The History of Winter Olympics

After the 22nd Winter Olympic Games held last 2014 in Sochi, Russia, the next Winter Olympics scheduled in 2018 will be held in Pyeongchang, South Korea. The administration of South Korea offered North Korea to co-host the games as an effort to build bridges between the two long-standing enemies. South Korea wanted some parts of the skiing events to be held at North Korea’s Masikryong Ski Resort.

However, diplomats and human rights advocate around the world raised issues like viability, standards, safety, and human rights protection, considering the controversy surrounding the construction of the resort, as well as the shortage of health care services and poor infrastructure in the communist country. Eventually, South Korea’s proposal was snubbed by the North Korean leader Kim Jong-un. Still, some believe that the possibility shouldn’t merely be dismissed.

Sports has been considered as an area where nations’ differences can most easily be overcome. This has been the story of the Winter Olympics since then. Let us share you a little bit backstory of this major international sporting event.

Establishment of the Winter Olympics

The predecessor to the Winter Olympics was the Nordic Games. Founded by General Viktor Gustaf Balck, it was the first international multi-sport event that focused on winter sports. The first Nordic Games was held in 1901 in Stockholm, Sweden, with only athletes from the Scandinavian countries allowed to compete. The event was held again in 1903 and 1905, and then quadrennially until 1926 – always in Sweden.

Dataset:

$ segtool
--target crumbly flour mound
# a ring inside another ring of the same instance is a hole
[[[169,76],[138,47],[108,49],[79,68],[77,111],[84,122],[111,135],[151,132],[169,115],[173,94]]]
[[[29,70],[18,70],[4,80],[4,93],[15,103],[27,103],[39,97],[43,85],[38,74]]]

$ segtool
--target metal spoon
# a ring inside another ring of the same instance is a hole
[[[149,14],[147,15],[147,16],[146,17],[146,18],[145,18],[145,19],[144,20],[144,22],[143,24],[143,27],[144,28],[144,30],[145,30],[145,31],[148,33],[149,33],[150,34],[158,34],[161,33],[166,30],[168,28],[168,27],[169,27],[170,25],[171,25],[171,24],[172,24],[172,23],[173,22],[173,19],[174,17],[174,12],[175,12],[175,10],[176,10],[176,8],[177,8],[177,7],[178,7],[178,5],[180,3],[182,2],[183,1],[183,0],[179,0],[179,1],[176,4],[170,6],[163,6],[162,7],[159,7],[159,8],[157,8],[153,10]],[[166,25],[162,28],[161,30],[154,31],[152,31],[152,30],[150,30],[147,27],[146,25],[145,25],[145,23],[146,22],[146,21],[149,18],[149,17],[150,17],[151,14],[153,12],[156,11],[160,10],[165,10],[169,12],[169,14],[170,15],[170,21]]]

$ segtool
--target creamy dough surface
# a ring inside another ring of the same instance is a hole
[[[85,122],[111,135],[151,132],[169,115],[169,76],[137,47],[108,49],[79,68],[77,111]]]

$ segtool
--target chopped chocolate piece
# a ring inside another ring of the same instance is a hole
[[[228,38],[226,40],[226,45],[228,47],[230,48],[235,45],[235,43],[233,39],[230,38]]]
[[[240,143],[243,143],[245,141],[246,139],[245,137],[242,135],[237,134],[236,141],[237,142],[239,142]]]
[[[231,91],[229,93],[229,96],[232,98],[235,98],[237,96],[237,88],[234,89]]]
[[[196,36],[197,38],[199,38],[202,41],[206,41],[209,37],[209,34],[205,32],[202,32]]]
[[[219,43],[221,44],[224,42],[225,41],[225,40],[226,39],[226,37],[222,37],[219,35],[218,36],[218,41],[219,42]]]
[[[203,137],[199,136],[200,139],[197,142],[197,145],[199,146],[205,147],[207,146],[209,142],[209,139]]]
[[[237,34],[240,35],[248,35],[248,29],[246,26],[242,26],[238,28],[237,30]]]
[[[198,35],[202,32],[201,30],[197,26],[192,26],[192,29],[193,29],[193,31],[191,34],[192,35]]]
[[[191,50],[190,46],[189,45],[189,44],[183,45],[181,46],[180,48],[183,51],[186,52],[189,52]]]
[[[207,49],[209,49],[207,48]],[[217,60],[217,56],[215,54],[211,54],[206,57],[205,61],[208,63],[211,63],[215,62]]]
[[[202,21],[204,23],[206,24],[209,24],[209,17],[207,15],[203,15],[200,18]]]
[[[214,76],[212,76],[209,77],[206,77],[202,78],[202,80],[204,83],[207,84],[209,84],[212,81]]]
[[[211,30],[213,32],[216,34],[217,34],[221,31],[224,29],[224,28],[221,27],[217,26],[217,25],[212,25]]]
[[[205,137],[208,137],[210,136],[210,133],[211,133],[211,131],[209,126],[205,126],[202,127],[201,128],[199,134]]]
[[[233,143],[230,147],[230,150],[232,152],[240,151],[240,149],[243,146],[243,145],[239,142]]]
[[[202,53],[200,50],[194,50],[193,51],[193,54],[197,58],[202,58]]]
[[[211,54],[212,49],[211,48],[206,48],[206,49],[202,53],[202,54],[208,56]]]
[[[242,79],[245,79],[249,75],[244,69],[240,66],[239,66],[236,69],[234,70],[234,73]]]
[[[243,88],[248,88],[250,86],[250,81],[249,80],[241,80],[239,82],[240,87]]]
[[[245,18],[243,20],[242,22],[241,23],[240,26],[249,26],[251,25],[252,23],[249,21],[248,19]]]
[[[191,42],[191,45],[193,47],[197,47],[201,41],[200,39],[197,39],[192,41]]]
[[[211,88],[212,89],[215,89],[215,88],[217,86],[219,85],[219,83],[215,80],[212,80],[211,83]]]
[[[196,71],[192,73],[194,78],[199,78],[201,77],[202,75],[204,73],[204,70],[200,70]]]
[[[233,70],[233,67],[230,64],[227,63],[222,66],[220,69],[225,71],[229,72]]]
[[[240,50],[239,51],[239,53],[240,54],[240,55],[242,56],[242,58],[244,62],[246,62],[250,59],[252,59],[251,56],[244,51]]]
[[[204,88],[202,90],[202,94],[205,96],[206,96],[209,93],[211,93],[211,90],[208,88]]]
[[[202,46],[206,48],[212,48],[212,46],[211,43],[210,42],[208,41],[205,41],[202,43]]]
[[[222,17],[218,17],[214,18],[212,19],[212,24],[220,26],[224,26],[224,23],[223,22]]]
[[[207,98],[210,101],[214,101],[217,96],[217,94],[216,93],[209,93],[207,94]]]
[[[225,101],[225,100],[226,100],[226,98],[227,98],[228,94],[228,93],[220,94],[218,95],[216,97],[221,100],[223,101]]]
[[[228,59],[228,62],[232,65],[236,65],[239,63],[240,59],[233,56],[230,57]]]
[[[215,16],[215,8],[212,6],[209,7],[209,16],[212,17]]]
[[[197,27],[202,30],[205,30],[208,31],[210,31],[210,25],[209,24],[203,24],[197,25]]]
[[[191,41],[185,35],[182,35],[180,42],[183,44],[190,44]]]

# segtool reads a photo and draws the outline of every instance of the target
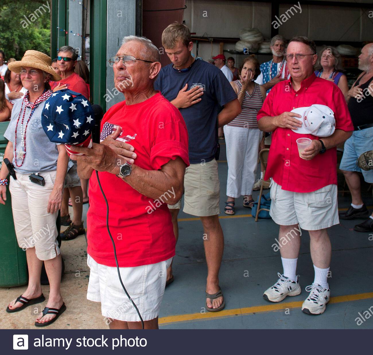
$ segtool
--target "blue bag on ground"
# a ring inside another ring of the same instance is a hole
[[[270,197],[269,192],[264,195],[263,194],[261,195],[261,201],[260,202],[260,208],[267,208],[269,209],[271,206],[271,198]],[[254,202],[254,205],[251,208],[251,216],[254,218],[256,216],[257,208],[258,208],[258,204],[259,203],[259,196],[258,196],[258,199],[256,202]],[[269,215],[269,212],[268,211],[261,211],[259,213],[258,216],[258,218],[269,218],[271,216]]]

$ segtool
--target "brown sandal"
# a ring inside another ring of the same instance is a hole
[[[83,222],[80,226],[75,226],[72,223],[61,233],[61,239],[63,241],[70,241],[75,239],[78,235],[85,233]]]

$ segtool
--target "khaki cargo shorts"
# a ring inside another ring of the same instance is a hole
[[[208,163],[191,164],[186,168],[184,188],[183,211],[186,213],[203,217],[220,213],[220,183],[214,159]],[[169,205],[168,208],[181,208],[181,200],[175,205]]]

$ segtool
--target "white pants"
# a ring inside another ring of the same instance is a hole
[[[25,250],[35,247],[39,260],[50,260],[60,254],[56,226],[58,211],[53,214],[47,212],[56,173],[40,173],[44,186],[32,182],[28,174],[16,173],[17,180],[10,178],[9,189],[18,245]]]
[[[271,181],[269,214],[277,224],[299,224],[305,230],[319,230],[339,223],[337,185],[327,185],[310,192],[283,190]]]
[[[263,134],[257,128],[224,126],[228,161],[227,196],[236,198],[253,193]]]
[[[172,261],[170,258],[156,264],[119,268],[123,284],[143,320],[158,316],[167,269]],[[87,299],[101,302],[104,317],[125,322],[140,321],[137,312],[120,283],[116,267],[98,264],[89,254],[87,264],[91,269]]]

==

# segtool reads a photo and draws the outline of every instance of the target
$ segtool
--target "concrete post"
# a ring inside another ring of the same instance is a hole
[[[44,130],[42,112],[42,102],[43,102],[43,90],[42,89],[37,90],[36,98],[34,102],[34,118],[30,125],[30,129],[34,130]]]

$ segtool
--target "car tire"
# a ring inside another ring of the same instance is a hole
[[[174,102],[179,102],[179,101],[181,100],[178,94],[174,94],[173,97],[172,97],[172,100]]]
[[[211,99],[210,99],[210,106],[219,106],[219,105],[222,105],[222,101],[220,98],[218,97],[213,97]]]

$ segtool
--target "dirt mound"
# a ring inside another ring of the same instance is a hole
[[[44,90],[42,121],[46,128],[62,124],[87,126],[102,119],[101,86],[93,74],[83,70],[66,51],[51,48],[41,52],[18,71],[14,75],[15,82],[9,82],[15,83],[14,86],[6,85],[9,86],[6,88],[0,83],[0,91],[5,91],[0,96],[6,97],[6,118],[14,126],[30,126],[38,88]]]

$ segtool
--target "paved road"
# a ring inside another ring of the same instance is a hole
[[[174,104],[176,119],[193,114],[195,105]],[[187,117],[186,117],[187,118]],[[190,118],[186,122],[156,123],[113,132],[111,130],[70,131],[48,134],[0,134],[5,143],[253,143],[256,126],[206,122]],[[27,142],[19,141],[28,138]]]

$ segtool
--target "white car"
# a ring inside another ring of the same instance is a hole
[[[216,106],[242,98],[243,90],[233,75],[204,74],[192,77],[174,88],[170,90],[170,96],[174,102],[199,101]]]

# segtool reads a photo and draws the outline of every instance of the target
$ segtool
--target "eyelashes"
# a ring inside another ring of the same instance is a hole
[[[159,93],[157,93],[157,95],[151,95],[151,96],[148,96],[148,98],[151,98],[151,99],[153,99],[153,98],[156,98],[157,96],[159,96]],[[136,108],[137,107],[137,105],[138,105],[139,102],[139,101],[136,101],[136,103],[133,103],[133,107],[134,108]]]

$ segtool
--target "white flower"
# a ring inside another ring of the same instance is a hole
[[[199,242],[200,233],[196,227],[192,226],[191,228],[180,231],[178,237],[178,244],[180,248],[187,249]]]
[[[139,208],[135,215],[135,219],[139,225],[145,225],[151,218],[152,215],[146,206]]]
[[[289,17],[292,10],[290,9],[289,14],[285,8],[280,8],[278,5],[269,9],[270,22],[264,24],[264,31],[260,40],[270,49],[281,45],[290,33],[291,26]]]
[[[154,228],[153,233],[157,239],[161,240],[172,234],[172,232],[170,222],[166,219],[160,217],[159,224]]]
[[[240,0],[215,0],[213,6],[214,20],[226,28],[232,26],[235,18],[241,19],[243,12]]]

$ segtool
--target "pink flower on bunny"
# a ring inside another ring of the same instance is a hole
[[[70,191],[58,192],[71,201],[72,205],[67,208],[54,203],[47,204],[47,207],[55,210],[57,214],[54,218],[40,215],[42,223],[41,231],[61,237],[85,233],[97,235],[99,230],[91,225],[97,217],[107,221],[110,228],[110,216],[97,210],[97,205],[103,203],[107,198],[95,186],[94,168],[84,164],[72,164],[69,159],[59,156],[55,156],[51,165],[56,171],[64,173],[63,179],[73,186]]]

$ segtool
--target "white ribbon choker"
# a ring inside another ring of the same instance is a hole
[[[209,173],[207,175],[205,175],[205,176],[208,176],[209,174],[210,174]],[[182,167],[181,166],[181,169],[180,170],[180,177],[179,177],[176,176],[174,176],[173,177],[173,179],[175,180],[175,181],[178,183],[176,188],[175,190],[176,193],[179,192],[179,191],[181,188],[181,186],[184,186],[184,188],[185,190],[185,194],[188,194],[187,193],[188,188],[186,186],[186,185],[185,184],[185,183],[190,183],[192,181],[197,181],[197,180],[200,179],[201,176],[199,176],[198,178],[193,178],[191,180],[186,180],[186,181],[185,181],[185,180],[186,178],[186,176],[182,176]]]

Problem details:
Reproduce the stretch of the Winter Olympics history from "After the 22nd" through "Masikryong Ski Resort.". The material that comes after the Winter Olympics history stands apart from it.

Task output:
After the 22nd Winter Olympic Games held last 2014 in Sochi, Russia, the next Winter Olympics scheduled in 2018 will be held in Pyeongchang, South Korea. The administration of South Korea offered North Korea to co-host the games as an effort to build bridges between the two long-standing enemies. South Korea wanted some parts of the skiing events to be held at North Korea’s Masikryong Ski Resort.